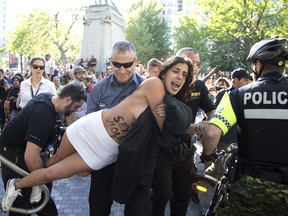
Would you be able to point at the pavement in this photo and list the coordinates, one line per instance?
(71, 196)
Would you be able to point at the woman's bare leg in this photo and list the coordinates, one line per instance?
(69, 166)
(65, 149)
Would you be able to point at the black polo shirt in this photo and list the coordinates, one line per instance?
(34, 123)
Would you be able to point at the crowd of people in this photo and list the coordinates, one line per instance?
(136, 131)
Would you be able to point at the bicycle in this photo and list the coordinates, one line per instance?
(207, 186)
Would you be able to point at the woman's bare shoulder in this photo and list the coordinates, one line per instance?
(152, 83)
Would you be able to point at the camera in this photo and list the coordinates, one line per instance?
(59, 129)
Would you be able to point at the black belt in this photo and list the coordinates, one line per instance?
(277, 175)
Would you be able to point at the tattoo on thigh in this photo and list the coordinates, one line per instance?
(119, 128)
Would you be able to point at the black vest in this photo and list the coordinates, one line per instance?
(262, 115)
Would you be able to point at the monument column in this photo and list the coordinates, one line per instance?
(103, 26)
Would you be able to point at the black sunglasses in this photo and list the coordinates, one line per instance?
(41, 67)
(125, 65)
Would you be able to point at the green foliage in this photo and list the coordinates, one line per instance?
(148, 32)
(230, 28)
(39, 33)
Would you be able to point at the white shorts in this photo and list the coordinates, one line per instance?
(91, 140)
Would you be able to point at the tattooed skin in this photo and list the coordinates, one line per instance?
(118, 128)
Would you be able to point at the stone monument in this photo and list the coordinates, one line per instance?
(103, 26)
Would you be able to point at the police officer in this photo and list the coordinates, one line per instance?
(261, 111)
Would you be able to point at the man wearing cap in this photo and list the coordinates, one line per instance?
(79, 74)
(240, 77)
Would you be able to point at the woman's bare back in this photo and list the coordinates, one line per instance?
(119, 119)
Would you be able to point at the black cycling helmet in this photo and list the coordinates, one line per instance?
(269, 49)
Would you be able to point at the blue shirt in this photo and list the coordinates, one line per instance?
(107, 92)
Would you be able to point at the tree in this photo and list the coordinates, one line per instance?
(39, 33)
(190, 33)
(148, 31)
(232, 27)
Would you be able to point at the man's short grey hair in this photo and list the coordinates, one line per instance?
(123, 47)
(186, 50)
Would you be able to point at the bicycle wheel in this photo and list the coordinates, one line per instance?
(205, 186)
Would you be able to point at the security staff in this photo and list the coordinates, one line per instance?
(261, 111)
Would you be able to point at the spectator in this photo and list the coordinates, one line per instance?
(79, 152)
(58, 86)
(92, 64)
(13, 95)
(36, 84)
(260, 111)
(153, 67)
(29, 133)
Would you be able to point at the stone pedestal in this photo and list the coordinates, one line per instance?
(103, 26)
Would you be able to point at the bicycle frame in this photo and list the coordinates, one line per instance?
(22, 172)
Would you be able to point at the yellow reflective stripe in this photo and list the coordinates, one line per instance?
(224, 117)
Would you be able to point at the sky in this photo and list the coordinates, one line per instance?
(19, 6)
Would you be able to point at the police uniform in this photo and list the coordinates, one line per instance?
(261, 112)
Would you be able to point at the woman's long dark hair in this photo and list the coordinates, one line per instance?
(169, 63)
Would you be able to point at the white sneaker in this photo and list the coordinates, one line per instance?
(36, 193)
(10, 195)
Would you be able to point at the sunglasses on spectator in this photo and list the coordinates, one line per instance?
(125, 65)
(41, 67)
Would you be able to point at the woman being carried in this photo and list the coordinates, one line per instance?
(92, 142)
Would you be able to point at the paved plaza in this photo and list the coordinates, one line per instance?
(71, 197)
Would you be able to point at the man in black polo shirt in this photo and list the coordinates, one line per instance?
(28, 134)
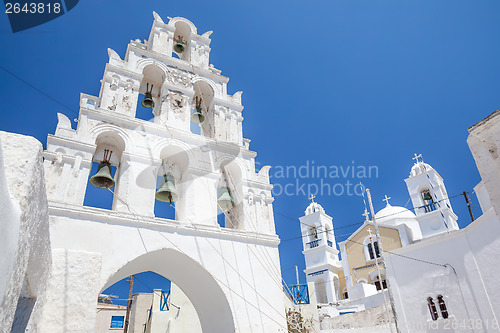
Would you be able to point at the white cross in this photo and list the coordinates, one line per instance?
(366, 214)
(417, 157)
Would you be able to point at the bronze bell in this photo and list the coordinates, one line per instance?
(148, 102)
(103, 178)
(225, 201)
(197, 116)
(179, 44)
(167, 191)
(179, 47)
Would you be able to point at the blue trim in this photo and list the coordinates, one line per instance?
(317, 273)
(117, 321)
(164, 300)
(314, 243)
(300, 293)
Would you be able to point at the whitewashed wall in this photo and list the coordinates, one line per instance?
(24, 231)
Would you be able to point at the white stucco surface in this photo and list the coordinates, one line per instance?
(24, 230)
(230, 272)
(72, 289)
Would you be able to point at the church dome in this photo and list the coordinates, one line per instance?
(313, 208)
(393, 212)
(419, 168)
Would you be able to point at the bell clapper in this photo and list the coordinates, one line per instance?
(179, 44)
(197, 116)
(148, 102)
(167, 191)
(103, 178)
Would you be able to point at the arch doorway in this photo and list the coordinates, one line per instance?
(193, 280)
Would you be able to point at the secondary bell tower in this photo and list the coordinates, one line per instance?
(430, 199)
(163, 132)
(321, 254)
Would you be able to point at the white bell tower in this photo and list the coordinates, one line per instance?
(430, 199)
(163, 113)
(320, 252)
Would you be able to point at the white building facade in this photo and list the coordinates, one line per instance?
(321, 254)
(449, 282)
(230, 273)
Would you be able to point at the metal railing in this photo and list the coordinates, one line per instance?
(314, 243)
(430, 207)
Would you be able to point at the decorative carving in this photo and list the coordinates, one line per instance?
(177, 101)
(113, 106)
(128, 85)
(179, 77)
(127, 105)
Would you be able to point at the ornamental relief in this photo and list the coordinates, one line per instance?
(179, 77)
(177, 102)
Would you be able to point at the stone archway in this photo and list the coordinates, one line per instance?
(199, 286)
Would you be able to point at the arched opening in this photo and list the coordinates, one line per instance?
(371, 249)
(378, 285)
(149, 104)
(104, 173)
(345, 294)
(329, 235)
(203, 99)
(157, 305)
(320, 288)
(442, 307)
(199, 286)
(336, 286)
(181, 42)
(432, 308)
(170, 183)
(428, 200)
(230, 196)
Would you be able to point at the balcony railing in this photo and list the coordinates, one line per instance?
(430, 207)
(314, 243)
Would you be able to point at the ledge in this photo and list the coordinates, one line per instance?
(99, 215)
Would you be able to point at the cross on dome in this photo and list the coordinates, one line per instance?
(366, 215)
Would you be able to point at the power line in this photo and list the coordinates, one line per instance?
(40, 91)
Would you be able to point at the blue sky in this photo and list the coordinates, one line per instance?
(340, 83)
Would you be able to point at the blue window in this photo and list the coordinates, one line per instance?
(117, 322)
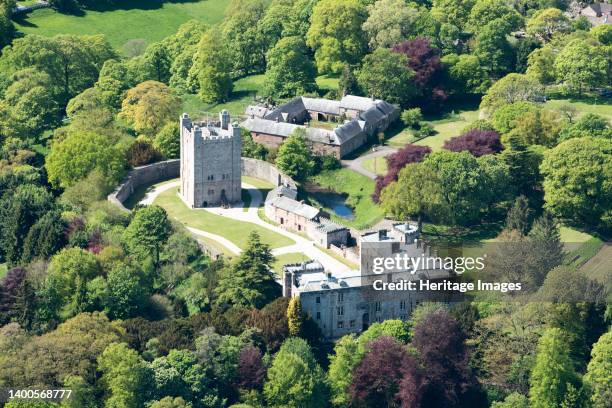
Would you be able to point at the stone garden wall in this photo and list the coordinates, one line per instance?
(156, 172)
(265, 171)
(149, 174)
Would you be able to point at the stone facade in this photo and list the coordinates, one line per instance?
(139, 176)
(283, 208)
(210, 162)
(358, 120)
(343, 303)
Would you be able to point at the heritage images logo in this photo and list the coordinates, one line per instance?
(403, 262)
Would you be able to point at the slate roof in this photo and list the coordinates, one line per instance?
(353, 102)
(283, 129)
(322, 105)
(282, 191)
(327, 225)
(257, 111)
(287, 204)
(348, 131)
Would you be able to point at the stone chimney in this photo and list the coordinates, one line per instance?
(287, 283)
(224, 119)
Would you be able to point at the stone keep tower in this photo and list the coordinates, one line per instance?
(210, 162)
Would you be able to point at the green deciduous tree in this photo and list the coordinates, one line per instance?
(147, 232)
(79, 153)
(211, 68)
(295, 378)
(599, 371)
(577, 176)
(241, 32)
(582, 66)
(335, 34)
(486, 11)
(504, 119)
(45, 237)
(294, 316)
(249, 281)
(455, 12)
(467, 74)
(553, 372)
(295, 157)
(341, 365)
(19, 211)
(289, 70)
(125, 375)
(385, 74)
(541, 127)
(167, 141)
(68, 274)
(545, 23)
(509, 89)
(149, 106)
(389, 22)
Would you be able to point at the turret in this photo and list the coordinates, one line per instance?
(224, 119)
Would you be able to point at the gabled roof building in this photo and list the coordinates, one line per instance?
(359, 120)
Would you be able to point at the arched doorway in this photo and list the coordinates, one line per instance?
(365, 321)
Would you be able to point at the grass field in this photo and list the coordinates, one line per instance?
(151, 20)
(445, 127)
(359, 189)
(242, 96)
(221, 248)
(284, 259)
(583, 106)
(235, 231)
(376, 165)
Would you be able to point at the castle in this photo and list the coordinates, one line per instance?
(347, 302)
(358, 120)
(210, 162)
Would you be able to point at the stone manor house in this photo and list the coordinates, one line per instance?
(359, 119)
(210, 162)
(343, 303)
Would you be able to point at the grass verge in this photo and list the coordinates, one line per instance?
(235, 231)
(284, 259)
(151, 20)
(359, 189)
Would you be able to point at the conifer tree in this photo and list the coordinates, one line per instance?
(553, 373)
(294, 316)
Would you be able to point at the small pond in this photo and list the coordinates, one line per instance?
(331, 200)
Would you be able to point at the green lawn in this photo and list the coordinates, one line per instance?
(583, 106)
(236, 231)
(242, 96)
(327, 82)
(359, 189)
(221, 248)
(376, 165)
(446, 128)
(284, 259)
(151, 20)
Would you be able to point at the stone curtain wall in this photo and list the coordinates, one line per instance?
(156, 172)
(266, 171)
(149, 174)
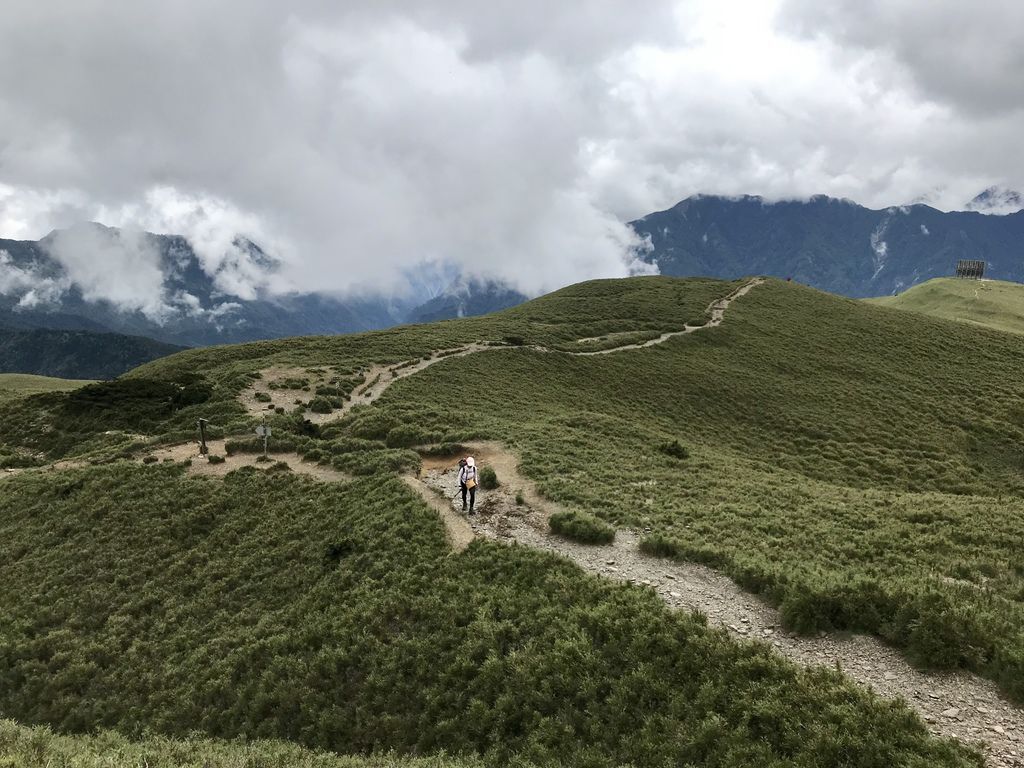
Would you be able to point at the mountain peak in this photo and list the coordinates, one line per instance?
(996, 200)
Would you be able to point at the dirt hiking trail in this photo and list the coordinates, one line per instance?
(953, 705)
(377, 379)
(201, 465)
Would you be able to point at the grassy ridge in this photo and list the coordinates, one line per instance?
(19, 385)
(334, 616)
(994, 304)
(860, 467)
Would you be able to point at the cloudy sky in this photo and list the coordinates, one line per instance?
(365, 141)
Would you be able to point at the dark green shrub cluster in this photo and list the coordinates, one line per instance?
(675, 449)
(582, 526)
(340, 622)
(20, 745)
(488, 478)
(321, 406)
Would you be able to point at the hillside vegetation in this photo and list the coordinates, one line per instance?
(41, 748)
(76, 354)
(20, 385)
(989, 303)
(859, 466)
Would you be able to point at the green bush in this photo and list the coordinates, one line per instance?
(675, 449)
(488, 478)
(343, 616)
(321, 406)
(582, 526)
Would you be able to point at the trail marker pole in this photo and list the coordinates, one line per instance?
(203, 450)
(263, 431)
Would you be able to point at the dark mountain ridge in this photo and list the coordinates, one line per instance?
(835, 245)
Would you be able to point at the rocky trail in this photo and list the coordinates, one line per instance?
(378, 379)
(958, 706)
(953, 705)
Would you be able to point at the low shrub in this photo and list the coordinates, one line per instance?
(488, 478)
(675, 449)
(582, 526)
(321, 406)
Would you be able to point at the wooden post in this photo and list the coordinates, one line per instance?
(203, 450)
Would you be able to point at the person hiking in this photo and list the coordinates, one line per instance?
(467, 481)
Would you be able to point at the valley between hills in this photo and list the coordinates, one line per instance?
(750, 523)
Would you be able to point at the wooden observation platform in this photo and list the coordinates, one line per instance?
(970, 269)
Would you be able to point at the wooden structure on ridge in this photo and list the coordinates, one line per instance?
(970, 269)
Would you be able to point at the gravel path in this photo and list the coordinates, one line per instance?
(378, 379)
(960, 706)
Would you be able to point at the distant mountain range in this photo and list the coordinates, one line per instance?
(835, 245)
(76, 354)
(38, 290)
(58, 283)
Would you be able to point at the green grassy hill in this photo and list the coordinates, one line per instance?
(859, 466)
(19, 385)
(989, 303)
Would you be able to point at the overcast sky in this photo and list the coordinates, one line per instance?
(361, 141)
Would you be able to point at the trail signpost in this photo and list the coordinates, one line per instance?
(203, 450)
(263, 431)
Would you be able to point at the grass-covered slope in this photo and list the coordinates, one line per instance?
(859, 465)
(77, 354)
(334, 615)
(40, 747)
(19, 385)
(994, 304)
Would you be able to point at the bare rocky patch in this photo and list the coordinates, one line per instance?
(953, 705)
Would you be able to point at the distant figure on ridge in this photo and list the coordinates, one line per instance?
(467, 481)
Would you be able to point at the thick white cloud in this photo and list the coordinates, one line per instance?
(360, 141)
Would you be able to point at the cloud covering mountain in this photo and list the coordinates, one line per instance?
(363, 144)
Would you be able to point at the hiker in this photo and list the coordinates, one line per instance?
(467, 481)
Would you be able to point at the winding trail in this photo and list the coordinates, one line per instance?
(958, 706)
(378, 379)
(953, 705)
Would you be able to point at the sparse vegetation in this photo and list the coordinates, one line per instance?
(582, 526)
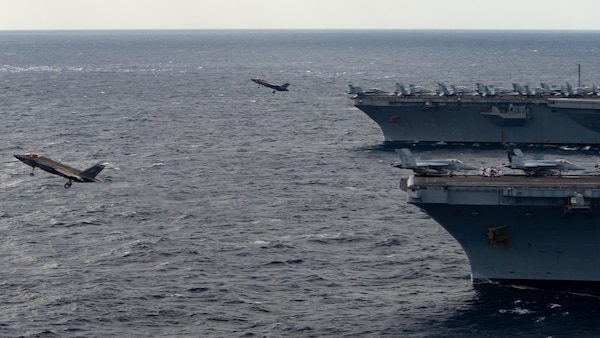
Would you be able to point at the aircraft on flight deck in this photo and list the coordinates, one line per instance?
(34, 160)
(282, 88)
(429, 167)
(538, 166)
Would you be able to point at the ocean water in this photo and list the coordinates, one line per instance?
(228, 210)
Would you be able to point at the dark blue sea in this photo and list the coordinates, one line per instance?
(231, 211)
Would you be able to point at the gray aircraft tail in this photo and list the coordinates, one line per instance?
(516, 158)
(91, 172)
(406, 157)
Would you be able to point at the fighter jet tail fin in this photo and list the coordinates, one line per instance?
(91, 172)
(516, 158)
(407, 158)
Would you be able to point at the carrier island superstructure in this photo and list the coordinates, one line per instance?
(518, 229)
(545, 115)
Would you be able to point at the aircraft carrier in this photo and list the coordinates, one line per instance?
(546, 115)
(517, 229)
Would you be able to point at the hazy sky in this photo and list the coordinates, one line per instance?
(318, 14)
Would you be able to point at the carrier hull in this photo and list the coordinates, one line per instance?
(518, 229)
(477, 119)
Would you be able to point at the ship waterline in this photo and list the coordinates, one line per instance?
(480, 119)
(518, 229)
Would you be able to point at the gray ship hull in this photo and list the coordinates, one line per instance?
(518, 229)
(475, 119)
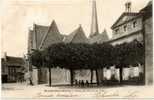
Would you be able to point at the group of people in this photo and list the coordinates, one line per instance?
(82, 83)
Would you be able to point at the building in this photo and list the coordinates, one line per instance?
(40, 37)
(128, 27)
(136, 25)
(13, 69)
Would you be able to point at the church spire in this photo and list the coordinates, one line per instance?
(94, 23)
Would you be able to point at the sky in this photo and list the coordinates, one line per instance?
(18, 16)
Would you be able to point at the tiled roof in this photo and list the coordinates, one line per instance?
(77, 36)
(130, 16)
(100, 38)
(51, 36)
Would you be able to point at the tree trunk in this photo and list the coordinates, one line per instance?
(91, 76)
(120, 75)
(49, 76)
(97, 77)
(71, 76)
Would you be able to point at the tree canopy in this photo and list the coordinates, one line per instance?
(89, 56)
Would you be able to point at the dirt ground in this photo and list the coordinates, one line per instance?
(13, 91)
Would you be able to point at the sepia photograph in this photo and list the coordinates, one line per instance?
(77, 49)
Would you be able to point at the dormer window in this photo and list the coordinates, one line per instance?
(134, 24)
(125, 28)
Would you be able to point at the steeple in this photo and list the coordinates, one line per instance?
(94, 23)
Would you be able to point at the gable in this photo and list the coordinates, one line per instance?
(77, 36)
(52, 36)
(100, 38)
(124, 18)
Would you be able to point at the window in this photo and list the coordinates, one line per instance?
(134, 24)
(125, 28)
(116, 31)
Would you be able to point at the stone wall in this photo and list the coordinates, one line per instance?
(148, 51)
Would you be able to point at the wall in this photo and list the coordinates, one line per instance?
(148, 51)
(130, 29)
(128, 39)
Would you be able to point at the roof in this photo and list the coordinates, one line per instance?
(77, 36)
(147, 10)
(100, 38)
(51, 36)
(14, 61)
(129, 16)
(40, 31)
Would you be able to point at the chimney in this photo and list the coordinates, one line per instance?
(5, 56)
(94, 23)
(128, 6)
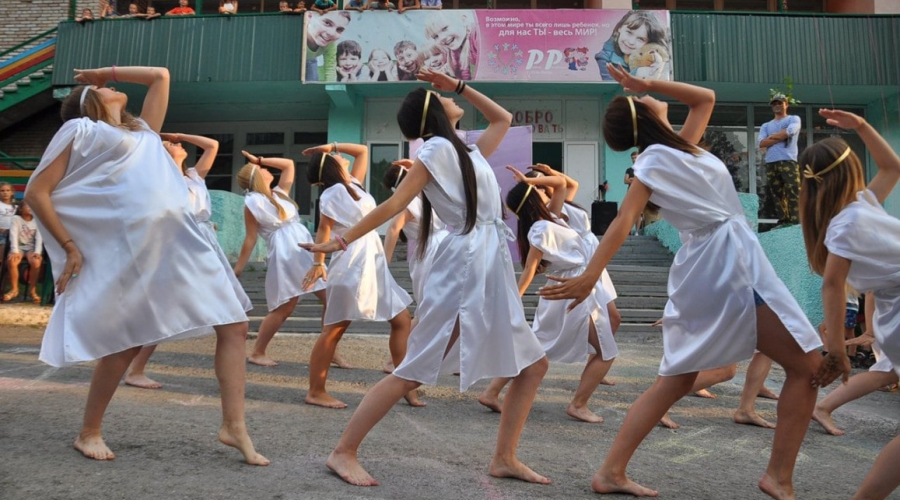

——————

▶ **What is required**:
Identify each line in the items above that contains the word "church", and copy those lines in full.

▶ **Solution to the problem**:
Would you be able to point at the church dome in this photo and list the coordinates, one line per instance?
Would you be able to point at the church spire in this photo and list the coordinates, one line per instance?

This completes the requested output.